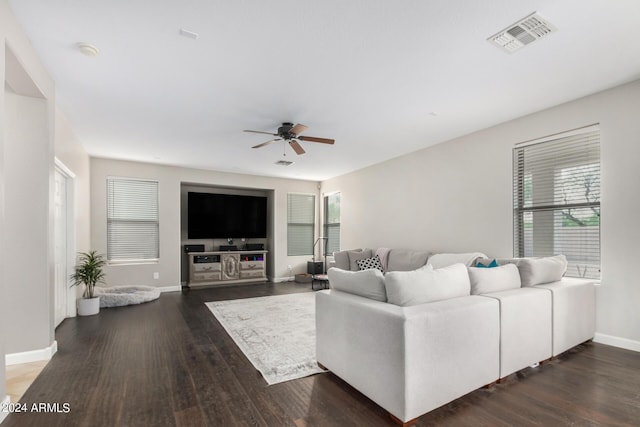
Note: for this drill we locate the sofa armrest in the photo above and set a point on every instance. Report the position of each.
(409, 360)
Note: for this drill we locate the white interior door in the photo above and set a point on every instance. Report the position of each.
(60, 238)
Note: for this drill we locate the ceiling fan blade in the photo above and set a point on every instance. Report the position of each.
(298, 129)
(296, 147)
(316, 139)
(260, 131)
(267, 143)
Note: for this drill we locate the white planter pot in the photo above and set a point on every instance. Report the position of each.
(88, 306)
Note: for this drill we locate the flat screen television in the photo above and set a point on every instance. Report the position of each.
(217, 216)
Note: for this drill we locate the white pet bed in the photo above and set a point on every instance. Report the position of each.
(118, 296)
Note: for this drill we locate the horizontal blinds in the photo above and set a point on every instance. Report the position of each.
(300, 223)
(132, 220)
(557, 201)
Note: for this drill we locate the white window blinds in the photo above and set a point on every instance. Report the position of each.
(557, 200)
(132, 220)
(332, 223)
(300, 223)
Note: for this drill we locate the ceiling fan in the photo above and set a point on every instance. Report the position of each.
(290, 133)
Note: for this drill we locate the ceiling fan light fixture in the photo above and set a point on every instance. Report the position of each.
(284, 163)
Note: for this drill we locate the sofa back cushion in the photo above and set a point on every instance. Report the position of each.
(443, 260)
(535, 271)
(496, 279)
(365, 283)
(406, 260)
(426, 284)
(341, 260)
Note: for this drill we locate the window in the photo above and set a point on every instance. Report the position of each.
(332, 223)
(557, 200)
(132, 220)
(300, 223)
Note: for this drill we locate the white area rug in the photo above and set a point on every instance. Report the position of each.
(276, 333)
☆ ☆ ☆ ☆
Exactly the lines from the one containing "Note: for this drill we locate the white planter" through the end of the listing above, inclusive, are to be written out, and no others.

Note: for this drill we locate the white planter pot in the photo above and set a point on every instance. Report the position of each.
(88, 306)
Note: for this drill we locate the flat screen television in the photo above and set a point on every instance. Report the position of each.
(217, 216)
Note: for this drill we locate the white pet bed in the photo above and set a point on every instance. Report the position of each.
(118, 296)
Note: for this drill we locate the horizontal blinds in the photo above and set a point on every instance. Report the position of each.
(300, 223)
(132, 220)
(557, 201)
Note: for this drill we locate the white window blinds in the photo above and set a point on every instance. Report the position of each.
(557, 200)
(132, 220)
(332, 223)
(300, 223)
Note: for this drill we locate the ceiling fan in the photo above and set a point on every instance. Report the position of each.
(290, 133)
Note: for this drill we locate the ceiling fan light fixture in the photo above and set a point on every instance. Report the position of each.
(284, 163)
Note: for this drill we locate the sofa back cushion in the photo above and set a point on every instance. Report the position of each.
(443, 260)
(535, 271)
(496, 279)
(365, 283)
(406, 260)
(426, 284)
(341, 260)
Note: for this drill we locate the window in the photo above and set a point on every instance. Report the position of each.
(332, 223)
(557, 200)
(132, 220)
(300, 223)
Note: for this drill we locate the white area rug in the photo above and set a point on every instance. Report the position of each.
(276, 333)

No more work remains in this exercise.